= What is needed =
Give the number of lines in the records below that contain the word "Segment", and nothing more.

Records contained in a dataset
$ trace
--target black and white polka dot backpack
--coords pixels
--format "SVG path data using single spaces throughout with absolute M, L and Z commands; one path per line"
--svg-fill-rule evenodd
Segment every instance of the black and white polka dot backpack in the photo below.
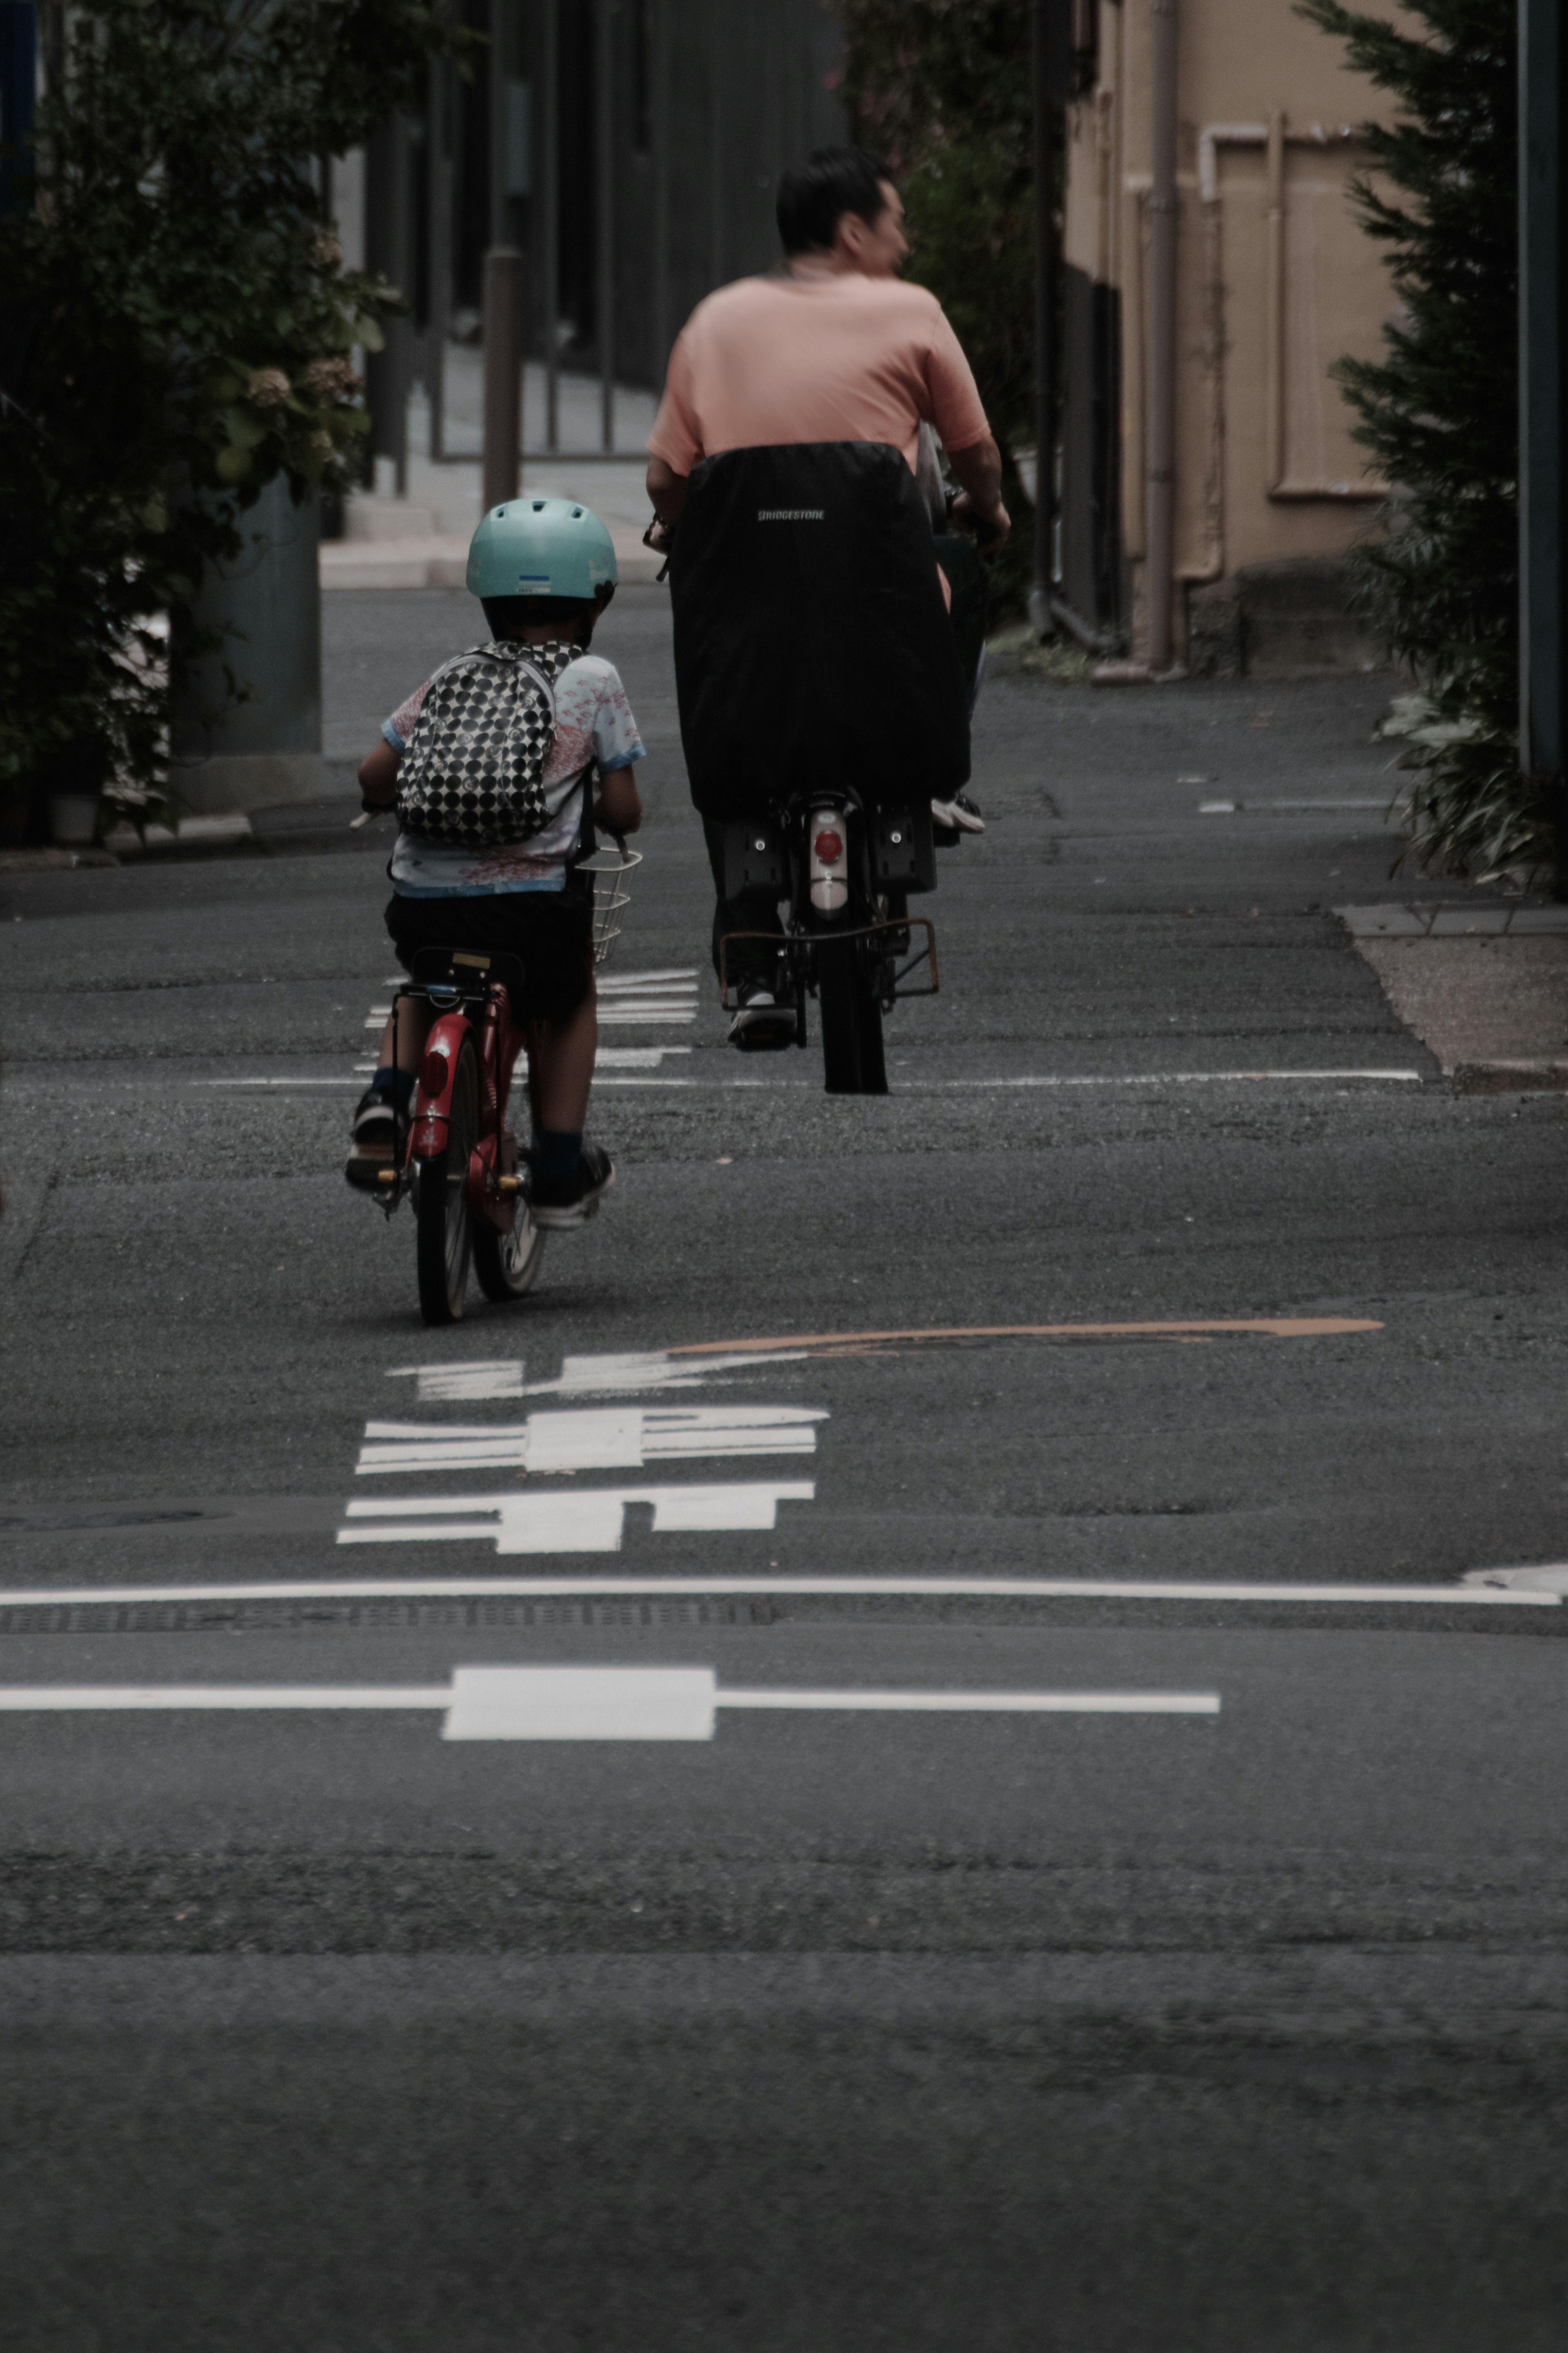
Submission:
M 502 638 L 443 663 L 397 772 L 398 823 L 462 849 L 536 834 L 550 814 L 544 770 L 555 741 L 555 681 L 581 651 Z

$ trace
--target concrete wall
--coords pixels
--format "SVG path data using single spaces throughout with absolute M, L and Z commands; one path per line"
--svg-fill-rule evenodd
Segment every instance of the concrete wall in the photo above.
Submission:
M 1261 649 L 1279 638 L 1289 607 L 1279 567 L 1301 564 L 1303 582 L 1314 584 L 1313 659 L 1361 661 L 1368 649 L 1353 631 L 1321 626 L 1325 598 L 1339 596 L 1342 607 L 1325 559 L 1342 556 L 1371 526 L 1381 485 L 1351 439 L 1329 369 L 1342 353 L 1375 355 L 1392 308 L 1380 250 L 1357 226 L 1348 193 L 1366 164 L 1354 126 L 1385 113 L 1387 102 L 1290 0 L 1178 5 L 1177 576 L 1189 596 L 1239 579 L 1230 602 L 1245 614 L 1253 568 L 1270 567 L 1264 601 L 1274 622 L 1255 633 Z M 1136 646 L 1145 585 L 1149 0 L 1101 0 L 1098 40 L 1095 85 L 1068 110 L 1062 537 L 1064 549 L 1081 548 L 1081 516 L 1107 505 L 1093 448 L 1081 425 L 1073 428 L 1073 375 L 1117 364 L 1119 382 L 1096 391 L 1117 416 L 1121 560 L 1110 569 L 1120 570 L 1118 617 Z M 1084 330 L 1074 335 L 1075 275 L 1105 288 L 1101 306 L 1116 321 L 1114 335 L 1100 334 L 1098 358 Z M 1081 300 L 1078 308 L 1092 315 Z M 1110 345 L 1119 364 L 1103 356 Z M 1080 555 L 1069 591 L 1081 596 L 1089 578 Z M 1186 602 L 1178 601 L 1182 632 Z M 1110 617 L 1101 609 L 1088 617 Z M 1293 659 L 1288 649 L 1281 658 Z

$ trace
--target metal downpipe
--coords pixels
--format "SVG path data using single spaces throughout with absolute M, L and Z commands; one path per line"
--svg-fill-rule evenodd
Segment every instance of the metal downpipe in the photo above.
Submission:
M 1148 662 L 1171 667 L 1176 526 L 1176 0 L 1149 0 Z

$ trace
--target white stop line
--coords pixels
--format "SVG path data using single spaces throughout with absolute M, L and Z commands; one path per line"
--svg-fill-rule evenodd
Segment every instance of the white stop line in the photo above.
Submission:
M 449 1683 L 10 1683 L 0 1714 L 438 1710 L 444 1740 L 711 1740 L 721 1708 L 1217 1715 L 1217 1692 L 721 1690 L 711 1667 L 455 1667 Z

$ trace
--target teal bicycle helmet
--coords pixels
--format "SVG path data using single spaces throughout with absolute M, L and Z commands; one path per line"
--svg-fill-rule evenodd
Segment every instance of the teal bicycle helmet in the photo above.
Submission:
M 509 499 L 468 543 L 470 596 L 596 600 L 617 578 L 616 550 L 592 507 L 572 499 Z

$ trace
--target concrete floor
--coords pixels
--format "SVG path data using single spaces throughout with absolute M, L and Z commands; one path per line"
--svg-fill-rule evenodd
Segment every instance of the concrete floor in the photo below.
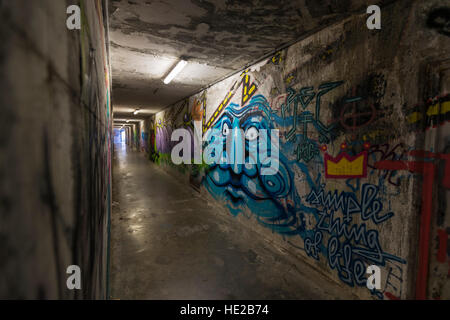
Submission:
M 113 299 L 348 299 L 345 290 L 116 145 Z

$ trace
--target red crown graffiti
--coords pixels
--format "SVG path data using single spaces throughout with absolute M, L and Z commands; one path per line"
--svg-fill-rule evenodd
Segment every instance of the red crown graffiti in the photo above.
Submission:
M 365 178 L 367 177 L 367 158 L 367 151 L 356 156 L 350 156 L 347 152 L 342 151 L 336 158 L 325 153 L 325 177 L 331 179 Z

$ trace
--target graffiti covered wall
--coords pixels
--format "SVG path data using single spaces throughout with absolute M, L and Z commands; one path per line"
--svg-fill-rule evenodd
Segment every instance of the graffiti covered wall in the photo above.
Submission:
M 24 3 L 0 3 L 0 298 L 105 299 L 107 2 Z M 66 27 L 70 4 L 80 6 L 81 30 Z M 81 290 L 67 288 L 70 265 L 81 268 Z
M 397 1 L 383 8 L 381 31 L 348 18 L 158 113 L 155 162 L 362 298 L 450 298 L 440 71 L 450 46 L 426 23 L 437 3 Z M 195 120 L 204 146 L 214 129 L 242 129 L 245 140 L 230 139 L 246 152 L 262 130 L 279 130 L 278 172 L 175 166 L 171 134 L 193 137 Z M 366 287 L 369 265 L 381 268 L 379 289 Z

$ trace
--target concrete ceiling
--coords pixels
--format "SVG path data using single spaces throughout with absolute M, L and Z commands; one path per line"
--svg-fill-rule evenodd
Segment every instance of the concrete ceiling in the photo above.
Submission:
M 352 12 L 365 0 L 110 0 L 114 113 L 155 113 Z M 391 2 L 391 1 L 386 1 Z M 181 57 L 187 67 L 164 77 Z

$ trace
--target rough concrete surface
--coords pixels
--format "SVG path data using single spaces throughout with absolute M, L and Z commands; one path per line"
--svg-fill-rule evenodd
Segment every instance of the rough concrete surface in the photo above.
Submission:
M 368 2 L 392 0 L 110 1 L 115 112 L 160 111 Z M 163 84 L 181 58 L 189 65 Z
M 113 183 L 113 299 L 352 298 L 125 145 Z
M 106 4 L 85 1 L 80 33 L 73 2 L 0 1 L 0 299 L 107 296 Z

= Answer to the exercise =
10